> [Passage]:
Republican J.K. “Jake” Ellzey, a Texas Veterans Commission member who lives in Midlothian, has filed to run for the post.
Several Democrats have also filed.
Ruby Faye Woolridge of Arlington, who ran against Barton in 2016, has filed to run for the post again. So has Jana Lynne Sanchez, a public relations specialist from Arlington, and Levii R. Shocklee of Arlington.
Filing for slots on next year’s March 6 primary ballot runs until Dec. 11.
Barton won his first bid for office in 1984 after Phil Gramm decided to run for the Senate.
He has been a fixture in Congress since then.
When he first arrived, Republicans were in the minority — and had been for years.
Once the Republican revolution arrived in 1994, “he then enjoyed the advantages of majority status for a decade,” said Mark P. Jones, a political science professor at Rice University.
A hallmark of his tenure was serving as chairman of the House Energy Committee for two terms.
Barton weighed in on a number of issues ranging from energy to health care to climate change.
Many point to his work in the energy field, particularly the Energy Policy Act of 2005 that put in place the largest reform of the country's energy program in decades.
He once picked up the nickname “Smokey Joe” for defending industries against tighter pollution controls.
He’s drawn attention through the years for work touching on helping families of first responders through the Wounded Officer Recovery Act, trying to block an autism bill in 2006 and piecing together Medicaid care for children who suffer from devastating diseases but don't live close to the care they need.
“Congress has its work horses and show horses, and Barton has always been much more the former than the latter,” Jones said. “Unlike some of his current DFW colleagues who occupy positions at the pinnacle of congressional power like Jeb Hensarling and Pete Sessions, Barton has in recent years played the role of the reliable back bencher.
“Throughout his 30 plus year tenure Barton has consistently been seen as a reliable friend of the fossil fuel energy industry, working on its behalf in the House Energy Committee as well as on the floor.”

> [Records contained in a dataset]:
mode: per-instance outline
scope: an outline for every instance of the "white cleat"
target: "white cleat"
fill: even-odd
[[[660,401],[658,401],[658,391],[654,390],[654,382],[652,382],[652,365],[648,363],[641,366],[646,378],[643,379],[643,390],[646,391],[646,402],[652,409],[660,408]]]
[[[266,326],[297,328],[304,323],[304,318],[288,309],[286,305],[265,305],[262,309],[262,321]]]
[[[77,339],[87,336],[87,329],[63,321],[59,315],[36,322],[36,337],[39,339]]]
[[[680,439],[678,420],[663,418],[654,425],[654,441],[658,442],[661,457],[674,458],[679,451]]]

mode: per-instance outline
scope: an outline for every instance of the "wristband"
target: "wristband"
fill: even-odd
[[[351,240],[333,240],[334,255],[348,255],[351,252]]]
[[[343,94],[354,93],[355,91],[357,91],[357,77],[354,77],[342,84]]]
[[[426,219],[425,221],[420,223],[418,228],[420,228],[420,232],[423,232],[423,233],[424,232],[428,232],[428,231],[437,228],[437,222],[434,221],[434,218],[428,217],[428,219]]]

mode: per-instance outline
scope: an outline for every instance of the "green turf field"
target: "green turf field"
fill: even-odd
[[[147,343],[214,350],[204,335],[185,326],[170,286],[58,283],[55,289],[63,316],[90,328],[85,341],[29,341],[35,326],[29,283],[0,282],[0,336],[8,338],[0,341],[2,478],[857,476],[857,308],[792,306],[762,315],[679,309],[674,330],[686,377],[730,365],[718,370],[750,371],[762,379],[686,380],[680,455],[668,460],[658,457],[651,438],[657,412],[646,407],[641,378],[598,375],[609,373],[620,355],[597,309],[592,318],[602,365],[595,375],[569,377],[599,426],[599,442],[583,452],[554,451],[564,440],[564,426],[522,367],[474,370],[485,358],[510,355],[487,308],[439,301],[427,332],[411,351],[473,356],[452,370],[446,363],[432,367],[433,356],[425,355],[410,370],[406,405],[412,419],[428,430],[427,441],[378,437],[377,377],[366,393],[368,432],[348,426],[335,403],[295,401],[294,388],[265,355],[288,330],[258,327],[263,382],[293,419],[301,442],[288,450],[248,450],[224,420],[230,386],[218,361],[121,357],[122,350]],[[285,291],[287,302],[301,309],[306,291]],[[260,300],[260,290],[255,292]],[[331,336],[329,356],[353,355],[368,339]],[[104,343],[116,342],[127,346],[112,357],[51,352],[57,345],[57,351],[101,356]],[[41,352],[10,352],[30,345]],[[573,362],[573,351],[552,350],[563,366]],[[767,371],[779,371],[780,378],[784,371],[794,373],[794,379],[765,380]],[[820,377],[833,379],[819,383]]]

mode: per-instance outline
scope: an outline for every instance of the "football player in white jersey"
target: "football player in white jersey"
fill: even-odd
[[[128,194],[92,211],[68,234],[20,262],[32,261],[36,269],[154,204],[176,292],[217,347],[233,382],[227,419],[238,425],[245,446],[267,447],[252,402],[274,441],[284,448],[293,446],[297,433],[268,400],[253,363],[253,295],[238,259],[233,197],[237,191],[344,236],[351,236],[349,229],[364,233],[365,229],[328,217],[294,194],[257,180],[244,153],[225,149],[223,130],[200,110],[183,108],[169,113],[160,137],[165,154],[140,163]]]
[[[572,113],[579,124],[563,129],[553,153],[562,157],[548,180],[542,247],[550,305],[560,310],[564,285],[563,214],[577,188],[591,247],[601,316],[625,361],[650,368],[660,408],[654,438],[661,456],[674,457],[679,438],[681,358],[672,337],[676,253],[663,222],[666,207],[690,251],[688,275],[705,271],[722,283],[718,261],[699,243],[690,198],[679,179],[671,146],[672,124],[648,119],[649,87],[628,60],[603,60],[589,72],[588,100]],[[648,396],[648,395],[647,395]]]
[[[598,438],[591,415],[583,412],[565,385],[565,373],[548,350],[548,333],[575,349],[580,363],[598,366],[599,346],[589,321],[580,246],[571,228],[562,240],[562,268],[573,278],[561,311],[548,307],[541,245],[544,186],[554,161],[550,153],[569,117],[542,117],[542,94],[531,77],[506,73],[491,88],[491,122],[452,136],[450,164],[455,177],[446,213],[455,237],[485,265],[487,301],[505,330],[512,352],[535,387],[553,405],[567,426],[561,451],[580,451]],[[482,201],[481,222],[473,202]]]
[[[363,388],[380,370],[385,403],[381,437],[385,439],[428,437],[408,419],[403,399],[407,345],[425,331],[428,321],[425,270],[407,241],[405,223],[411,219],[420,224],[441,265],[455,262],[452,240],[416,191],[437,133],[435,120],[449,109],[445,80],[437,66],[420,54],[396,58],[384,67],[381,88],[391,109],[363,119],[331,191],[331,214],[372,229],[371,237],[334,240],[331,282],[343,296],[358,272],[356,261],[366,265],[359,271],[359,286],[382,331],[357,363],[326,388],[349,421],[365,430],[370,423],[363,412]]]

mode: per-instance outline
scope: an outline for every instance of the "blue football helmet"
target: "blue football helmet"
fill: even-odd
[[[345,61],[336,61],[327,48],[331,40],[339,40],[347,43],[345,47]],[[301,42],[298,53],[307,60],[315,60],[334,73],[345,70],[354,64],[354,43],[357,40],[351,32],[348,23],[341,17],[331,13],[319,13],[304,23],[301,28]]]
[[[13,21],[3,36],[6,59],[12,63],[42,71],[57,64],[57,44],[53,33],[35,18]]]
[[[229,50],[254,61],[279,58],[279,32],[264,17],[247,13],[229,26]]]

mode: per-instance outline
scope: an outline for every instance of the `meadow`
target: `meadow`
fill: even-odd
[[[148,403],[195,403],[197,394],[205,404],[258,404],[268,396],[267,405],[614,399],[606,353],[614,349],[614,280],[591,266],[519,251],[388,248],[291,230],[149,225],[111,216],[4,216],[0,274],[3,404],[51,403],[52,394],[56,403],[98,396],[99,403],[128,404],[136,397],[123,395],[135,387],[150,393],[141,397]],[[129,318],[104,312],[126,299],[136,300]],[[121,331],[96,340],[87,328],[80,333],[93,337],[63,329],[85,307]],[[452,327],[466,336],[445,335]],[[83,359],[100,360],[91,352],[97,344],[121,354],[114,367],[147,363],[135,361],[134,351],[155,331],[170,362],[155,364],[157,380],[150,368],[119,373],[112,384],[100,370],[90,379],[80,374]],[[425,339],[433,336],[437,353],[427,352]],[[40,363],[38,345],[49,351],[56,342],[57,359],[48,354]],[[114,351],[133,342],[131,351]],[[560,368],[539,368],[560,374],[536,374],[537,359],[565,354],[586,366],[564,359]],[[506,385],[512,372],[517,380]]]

> [Explore the material]:
1 - List every person the passage on Barton says has filed to run for the post.
2 - Translate this sentence from the Barton passage into Spanish: "He once picked up the nickname “Smokey Joe” for defending industries against tighter pollution controls."
3 - Please carry on the passage about Barton's career in Congress from its final sentence.

> [Response list]:
1 -
- J.K. “Jake” Ellzey
- Ruby Faye Woolridge
- Jana Lynne Sanchez
- Levii R. Shocklee

2 - Una vez se ganó el apodo de “Smokey Joe” por defender a las industrias frente a controles de contaminación más estrictos.

3 -
When Barton arrived in Congress, he was one of the most conservative Texas Republicans. As the Republican Party has shifted, he now is among the more centrist conservative Texas Republicans.
Some say his legacy isn’t all based on what he did.
“Rep. Barton’s career has been what he’s been against instead of for,” said Brandon Rottinghaus, a political science professor at the University of Houston. “He made waves challenging climate change, autism funding legislation or the expansion of Medicaid under Obamacare."
And for the most part, he was as many considered a “reliable conservative vote,” he said.
The 68-year-old’s decision comes after serving the 6th Congressional District for more than three decades.
“I am very proud of my public record and the many accomplishments of my office. It has been a tremendous honor to represent the 6th District of Texas for over three decades, but now it is time to step aside and let there be a new voice,” Barton said in his Thursday statement. “I am announcing today that I will not seek reelection in 2018. To the people of the 6th District, thank you for your support and friendship.”
This year, Barton drew nationwide attention not only for his nude photo and sexual Facebook messages.
He was in the spotlight for helping shepherd the GOP baseball team through a tragic shooting.
In June, Barton, manager of the team, was at the batting cages with his sons Brad and Jack before he walked over to watch practice. As he was trying to decide who would be at the top of the batting order, as he stood near the on-deck circle by first base, the first shot rang out.
He and his sons were not shot, but afterward, he was shaken and called for an increase in political civility.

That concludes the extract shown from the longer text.